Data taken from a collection
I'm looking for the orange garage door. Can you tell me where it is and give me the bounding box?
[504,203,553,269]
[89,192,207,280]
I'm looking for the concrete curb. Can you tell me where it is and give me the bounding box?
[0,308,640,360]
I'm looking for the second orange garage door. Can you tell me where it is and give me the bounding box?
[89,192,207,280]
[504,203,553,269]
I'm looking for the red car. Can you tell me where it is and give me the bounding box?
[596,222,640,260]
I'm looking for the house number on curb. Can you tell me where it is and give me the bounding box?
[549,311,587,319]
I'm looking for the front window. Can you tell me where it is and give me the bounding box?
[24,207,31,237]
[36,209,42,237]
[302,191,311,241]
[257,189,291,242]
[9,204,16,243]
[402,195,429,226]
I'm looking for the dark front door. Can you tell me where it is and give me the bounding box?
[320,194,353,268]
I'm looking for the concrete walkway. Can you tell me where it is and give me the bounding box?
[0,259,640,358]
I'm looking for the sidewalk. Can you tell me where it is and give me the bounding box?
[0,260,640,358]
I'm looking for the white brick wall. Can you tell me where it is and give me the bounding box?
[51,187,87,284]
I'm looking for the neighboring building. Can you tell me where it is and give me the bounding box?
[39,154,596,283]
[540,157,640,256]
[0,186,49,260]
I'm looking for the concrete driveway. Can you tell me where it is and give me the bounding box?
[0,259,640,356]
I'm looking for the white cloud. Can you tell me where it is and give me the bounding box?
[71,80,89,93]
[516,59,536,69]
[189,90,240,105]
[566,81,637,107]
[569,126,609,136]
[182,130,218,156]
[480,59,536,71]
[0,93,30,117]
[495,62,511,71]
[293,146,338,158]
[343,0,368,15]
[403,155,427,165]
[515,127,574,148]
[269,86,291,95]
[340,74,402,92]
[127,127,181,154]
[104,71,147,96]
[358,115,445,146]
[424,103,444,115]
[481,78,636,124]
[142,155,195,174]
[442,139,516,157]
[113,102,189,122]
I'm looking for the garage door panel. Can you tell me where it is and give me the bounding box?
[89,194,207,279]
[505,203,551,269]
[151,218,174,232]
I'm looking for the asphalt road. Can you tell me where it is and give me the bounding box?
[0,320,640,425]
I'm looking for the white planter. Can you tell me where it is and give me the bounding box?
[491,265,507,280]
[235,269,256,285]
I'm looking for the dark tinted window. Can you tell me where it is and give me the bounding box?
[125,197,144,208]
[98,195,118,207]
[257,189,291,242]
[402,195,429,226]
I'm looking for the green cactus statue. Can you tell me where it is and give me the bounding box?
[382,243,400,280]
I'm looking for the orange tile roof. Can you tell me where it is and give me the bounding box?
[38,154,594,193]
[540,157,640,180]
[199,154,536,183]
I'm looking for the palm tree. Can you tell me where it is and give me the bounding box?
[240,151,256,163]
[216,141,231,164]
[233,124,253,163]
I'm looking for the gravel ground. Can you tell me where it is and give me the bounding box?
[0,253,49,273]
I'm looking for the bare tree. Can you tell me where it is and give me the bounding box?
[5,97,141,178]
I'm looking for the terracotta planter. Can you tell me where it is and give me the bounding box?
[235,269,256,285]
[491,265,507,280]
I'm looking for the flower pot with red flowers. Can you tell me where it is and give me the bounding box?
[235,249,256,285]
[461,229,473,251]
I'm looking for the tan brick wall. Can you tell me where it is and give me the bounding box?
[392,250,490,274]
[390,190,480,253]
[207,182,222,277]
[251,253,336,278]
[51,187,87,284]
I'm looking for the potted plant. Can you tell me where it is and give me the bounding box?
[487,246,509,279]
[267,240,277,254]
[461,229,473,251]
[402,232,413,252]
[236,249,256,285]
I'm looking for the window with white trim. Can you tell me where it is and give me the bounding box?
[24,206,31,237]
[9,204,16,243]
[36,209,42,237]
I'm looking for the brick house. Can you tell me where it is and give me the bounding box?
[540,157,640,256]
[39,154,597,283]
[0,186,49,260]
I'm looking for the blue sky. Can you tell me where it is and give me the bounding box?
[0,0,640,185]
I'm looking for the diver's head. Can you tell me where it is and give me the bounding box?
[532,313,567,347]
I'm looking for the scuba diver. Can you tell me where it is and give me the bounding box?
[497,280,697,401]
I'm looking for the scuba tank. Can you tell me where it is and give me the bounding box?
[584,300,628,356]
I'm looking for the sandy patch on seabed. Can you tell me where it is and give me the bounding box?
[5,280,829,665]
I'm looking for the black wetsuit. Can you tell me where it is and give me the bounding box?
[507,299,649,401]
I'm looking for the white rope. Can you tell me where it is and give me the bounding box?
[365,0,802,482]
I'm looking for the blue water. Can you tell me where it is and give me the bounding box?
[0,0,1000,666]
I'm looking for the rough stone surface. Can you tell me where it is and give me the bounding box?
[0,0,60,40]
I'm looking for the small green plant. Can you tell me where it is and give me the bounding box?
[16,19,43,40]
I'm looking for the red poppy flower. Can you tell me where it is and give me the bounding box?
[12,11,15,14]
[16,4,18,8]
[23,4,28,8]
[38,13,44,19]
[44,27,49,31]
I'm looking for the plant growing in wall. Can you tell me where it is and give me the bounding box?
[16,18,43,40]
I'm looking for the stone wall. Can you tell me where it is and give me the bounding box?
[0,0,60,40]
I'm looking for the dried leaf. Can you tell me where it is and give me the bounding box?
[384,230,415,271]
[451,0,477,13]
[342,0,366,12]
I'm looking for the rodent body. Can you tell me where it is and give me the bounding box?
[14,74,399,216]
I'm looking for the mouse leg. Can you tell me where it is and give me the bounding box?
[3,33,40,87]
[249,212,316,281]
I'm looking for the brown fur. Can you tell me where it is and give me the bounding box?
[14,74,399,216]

> TASK: Can you update the rows above so that every occurrence of "bounding box" reads "box coordinates" instead, with nothing else changed?

> EXERCISE SOLUTION:
I'm looking for the orange garage door. Can you tell me where it is and give me the box coordinates?
[504,203,553,269]
[89,192,207,280]
I'm looking for the concrete curb. Can you tell me where it is and give me the box coordinates?
[0,308,640,360]
I'm looking for the second orange garage door. Can you tell me where it is and give me the box coordinates?
[89,192,207,280]
[504,203,553,269]
I'm looking for the red car. Can you tell me where it is and give me the box coordinates?
[596,222,640,260]
I'm looking for the house number on curb. Can you tell me where it is and give me the box coordinates?
[549,311,587,319]
I'm looking for the front window. Can you tell me where it is and give me the box coordinates?
[24,207,31,237]
[36,209,42,237]
[302,191,311,241]
[257,189,291,242]
[9,204,16,243]
[402,195,429,226]
I'm looking for the dark front door. Can you tell me where it is and give me the box coordinates?
[320,194,353,268]
I'm looking for the concrete walkway. Can you tell me where it is and give me the box coordinates?
[0,259,640,358]
I'm looking for the sidewalk. Can you tell me where it is and give me the box coordinates?
[0,260,640,358]
I'm looking for the white brick wall. Can you tell me where it is and give me the box coordinates?
[51,187,87,284]
I'm looking for the neighboring building. Can you tell me where it is and give me the box coordinates?
[39,154,596,283]
[540,157,640,256]
[0,186,49,260]
I'm looking for the concrete driveway. Can you tell me where it is and give me the box coordinates?
[0,259,640,356]
I'm looking for the white cloud. Can you tell me where it is and give me the box coordinates?
[71,80,89,93]
[516,59,536,69]
[189,90,240,105]
[566,81,637,107]
[569,126,609,136]
[182,130,218,156]
[480,59,536,71]
[0,93,30,117]
[495,62,511,71]
[293,146,338,158]
[343,0,368,15]
[403,155,427,165]
[515,127,574,148]
[269,86,291,95]
[340,74,402,92]
[127,127,181,154]
[104,71,147,96]
[358,115,445,146]
[424,103,444,115]
[481,78,636,124]
[142,155,195,174]
[442,139,516,157]
[113,102,189,122]
I'm looking for the garage door panel. Can you tell me where it is and give me the box coordinates?
[89,194,207,279]
[505,203,551,269]
[151,218,174,232]
I'm looking for the asphalt road. Can you tell me where it is and give me the box coordinates?
[0,320,640,425]
I'm looking for the white planter. Can you tell me where it is and give me the box coordinates?
[491,265,507,280]
[235,269,256,285]
I'm looking for the dark tinted window. Can you tell me where it is and give me the box coordinates?
[125,197,144,208]
[98,195,118,207]
[257,189,291,242]
[402,195,429,226]
I'm looking for the green cactus statue. Can you tell me where it is and give me the box coordinates?
[382,243,400,280]
I'm looking for the orange tile roof. Can you tell me where it is and give me the box coordinates?
[38,154,594,193]
[540,157,640,180]
[199,154,536,183]
I'm looking for the palm tree. Can you tell me where it is and give me the box coordinates?
[240,151,256,163]
[216,141,231,164]
[233,124,253,163]
I'm looking for the gravel ground. Can you tell me where it is and give me the box coordinates?
[0,253,49,273]
I'm looking for the bare tree. Can you tell me where it is and give me the box coordinates?
[5,97,141,178]
I'm looking for the terracotta planter. Can you tell me where it is and give me the box coordinates?
[235,269,256,285]
[491,265,507,280]
I'm looking for the flower pot with red flowers. Can you tell me where it is and give me the box coordinates?
[235,249,256,285]
[461,229,473,251]
I'm looking for the tan brick wall. Can you tell me where it is and give me the box coordinates?
[392,250,490,274]
[390,190,480,253]
[207,182,222,277]
[251,253,336,278]
[51,187,87,284]
I'm looking for the potted plant. Can you tell me where it is and give me the box coordinates?
[487,246,509,279]
[267,240,277,254]
[461,229,473,251]
[402,232,413,252]
[236,249,256,285]
I'm looking for the window with white trim. Can you tell me where it is and give me the box coordinates?
[24,206,31,237]
[9,204,16,243]
[36,209,42,237]
I'm looking for the brick house. Can you tell me where it is and give me the box coordinates?
[540,157,640,256]
[39,154,597,283]
[0,186,49,260]
I'm looking for the blue sky. Can you tell me where it is and give me the box coordinates?
[0,0,640,185]
I'm looking for the diver's head. Can you tell me where it is and give me the box coordinates?
[532,313,567,347]
I'm looking for the scuba diver. Can you tell me where it is and give me the box coordinates?
[497,280,697,401]
I'm looking for the scuba tank. Can you tell me where it is and give me the box coordinates?
[584,300,628,356]
I'm looking for the sandy patch on seabed. Can you tell me where it is and give me the box coordinates?
[5,280,829,665]
I'm looking for the black wetsuit. Can you tell me where it is and give me the box coordinates?
[507,299,649,401]
I'm looking for the white rope. Can you tell me where it is and give me the box coordinates?
[365,0,802,482]
I'm looking for the blue water. Can you tell me where it is and give me the box coordinates?
[0,0,1000,666]
I'm looking for the rough stone surface. Can you tell me where it is and give me the box coordinates?
[0,0,60,40]
I'm looking for the small green plant. Can you tell me where it is and give me the box coordinates?
[16,19,43,40]
I'm looking for the red poppy flower. Can you tell me where it is and give me the box coordinates?
[12,11,15,14]
[16,4,18,8]
[23,4,28,8]
[38,13,44,19]
[44,27,49,31]
I'm looking for the plant growing in wall. Can you tell me where it is and give me the box coordinates?
[16,18,43,40]
I'm looking for the stone wall. Can you tell me where it is and give me the box coordinates?
[0,0,60,40]
I'm looking for the dried leaf. Can you tell me where it is and give me the box coordinates?
[384,230,415,271]
[451,0,477,13]
[342,0,366,12]
I'm looking for the rodent body. Can you tell me where it is and give me the box coordinates?
[14,74,399,216]
I'm looking for the mouse leg. Can you tell me where it is and give me the box coordinates?
[3,33,40,87]
[249,212,316,281]
I'm looking for the brown fur. Can you tell me where it is and give me the box coordinates?
[14,74,399,216]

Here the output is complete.